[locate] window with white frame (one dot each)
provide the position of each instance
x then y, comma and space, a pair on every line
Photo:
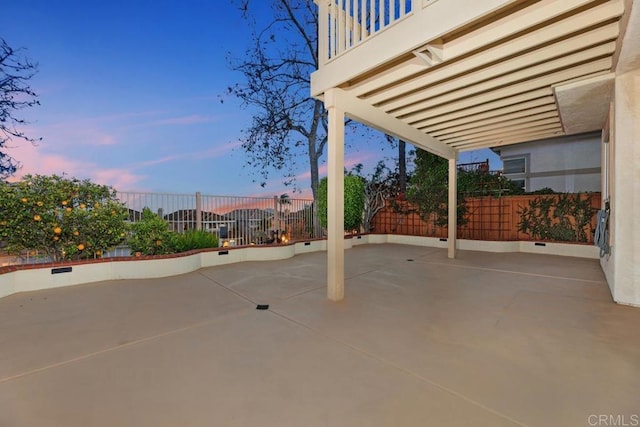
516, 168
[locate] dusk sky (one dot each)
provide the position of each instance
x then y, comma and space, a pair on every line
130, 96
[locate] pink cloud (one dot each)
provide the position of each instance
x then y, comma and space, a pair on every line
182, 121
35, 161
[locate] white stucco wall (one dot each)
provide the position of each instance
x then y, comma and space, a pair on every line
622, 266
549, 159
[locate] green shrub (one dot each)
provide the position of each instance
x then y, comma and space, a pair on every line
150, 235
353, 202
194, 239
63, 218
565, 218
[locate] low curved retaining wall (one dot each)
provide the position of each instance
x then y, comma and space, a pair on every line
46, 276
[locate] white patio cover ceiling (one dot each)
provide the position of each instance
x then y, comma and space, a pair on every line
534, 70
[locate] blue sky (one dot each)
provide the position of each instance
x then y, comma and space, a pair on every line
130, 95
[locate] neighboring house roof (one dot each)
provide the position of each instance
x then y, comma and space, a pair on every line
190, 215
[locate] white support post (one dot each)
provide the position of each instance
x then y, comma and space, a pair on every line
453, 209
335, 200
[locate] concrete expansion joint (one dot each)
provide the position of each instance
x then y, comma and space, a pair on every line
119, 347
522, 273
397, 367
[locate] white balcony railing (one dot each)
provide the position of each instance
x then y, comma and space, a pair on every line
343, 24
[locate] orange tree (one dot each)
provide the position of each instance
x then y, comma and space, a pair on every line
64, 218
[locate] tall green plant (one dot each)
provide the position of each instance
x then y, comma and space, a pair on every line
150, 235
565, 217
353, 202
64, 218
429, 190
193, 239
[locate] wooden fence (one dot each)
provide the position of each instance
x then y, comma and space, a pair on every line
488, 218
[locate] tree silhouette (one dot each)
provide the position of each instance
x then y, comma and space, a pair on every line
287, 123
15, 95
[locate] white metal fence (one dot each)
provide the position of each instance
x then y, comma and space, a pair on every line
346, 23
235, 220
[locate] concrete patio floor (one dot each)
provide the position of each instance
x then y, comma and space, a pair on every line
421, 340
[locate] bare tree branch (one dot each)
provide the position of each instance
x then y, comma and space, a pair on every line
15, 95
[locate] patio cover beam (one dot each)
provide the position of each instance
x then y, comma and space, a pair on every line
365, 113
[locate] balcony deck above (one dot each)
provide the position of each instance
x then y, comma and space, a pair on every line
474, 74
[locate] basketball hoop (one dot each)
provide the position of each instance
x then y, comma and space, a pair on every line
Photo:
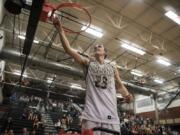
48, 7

■ What is asked: Rewrite all of the material above with every occurrence of "provide" changed to "give" and nothing else altered. Leave the pictures out.

■ Reply:
[locate] window with white frame (one dot each)
give the position of each instance
x then y, comma and space, a pair on every line
Photo:
516, 168
[locate] dusk sky (one dot each)
give the position of each instance
x then y, comma and space, a pair on every line
130, 96
[locate] pink cloud (one dot each)
give the position of each instance
x then y, comma and space, a pair on every line
182, 121
35, 161
[locate] white stucco wall (one dot each)
give the position of each instance
x then y, comma and space, a pair on every line
622, 266
549, 159
[locate] green shrub (one dot each)
give the position of each instance
x then y, comma and space, a pair on every line
150, 235
353, 202
194, 239
63, 218
565, 218
[locate] low curved retaining wall (one dot each)
give the position of each instance
x then y, comma and space, a pair on every line
46, 276
[locate] white patio cover ceiling (one dot each)
give the position of each instance
x then y, comma and space, a pair on every line
534, 70
[locate] blue sky (one dot each)
give the position of each instance
x then y, comma and space, a pair on every line
130, 95
[locate] neighboring house roof (one dot each)
give the position of each instance
x then y, comma and space, a pair on every line
190, 215
[locate] white support post (one dot each)
give the position of each instance
x then y, comma and space, a pair on every line
453, 209
335, 200
[locate] concrete expansion joint (one dot each)
give the position of each instance
x then y, comma and space, a pair on every line
119, 347
522, 273
397, 367
[locate] white balcony railing (one dot each)
give the position of each instance
x then y, comma and space, a pair on every line
343, 24
[locate] orange tree (one dot each)
give the position of each instance
x then y, comma and space, a pair on every line
64, 218
[locate] tall green plant (one dot each)
give the position of each instance
x then y, comma and space, a pair on every line
150, 235
565, 217
353, 202
64, 218
429, 190
193, 239
[locate] wooden fence (one dot each)
give the position of each instance
x then y, comma and space, a pair on every line
488, 218
[locate] tree silhouette (one dot each)
give the position of each instance
x then y, comma and space, a pair on every line
287, 123
15, 95
[locate] white metal fence (one dot each)
give the position of each instance
x then y, comma and space, a pair on every line
346, 23
235, 220
[locate] concrete patio floor (one dot each)
give the position of each instance
x then y, comma and space, a pair on every line
421, 340
[locate] bare tree branch (one dot each)
give the position of each instance
x then y, comma and space, a pair on every line
15, 95
[locate] patio cover beam (one dot each)
give the position of each instance
x then y, comma and space, a pair on every line
365, 113
[locate] balcony deck above (one dot each)
give the position of each instance
x then y, comma and space, a pair on every line
474, 74
[locate] basketball hoop (one dot each)
give the position of each instance
x then y, comma and space, a pair on every line
Photo:
48, 7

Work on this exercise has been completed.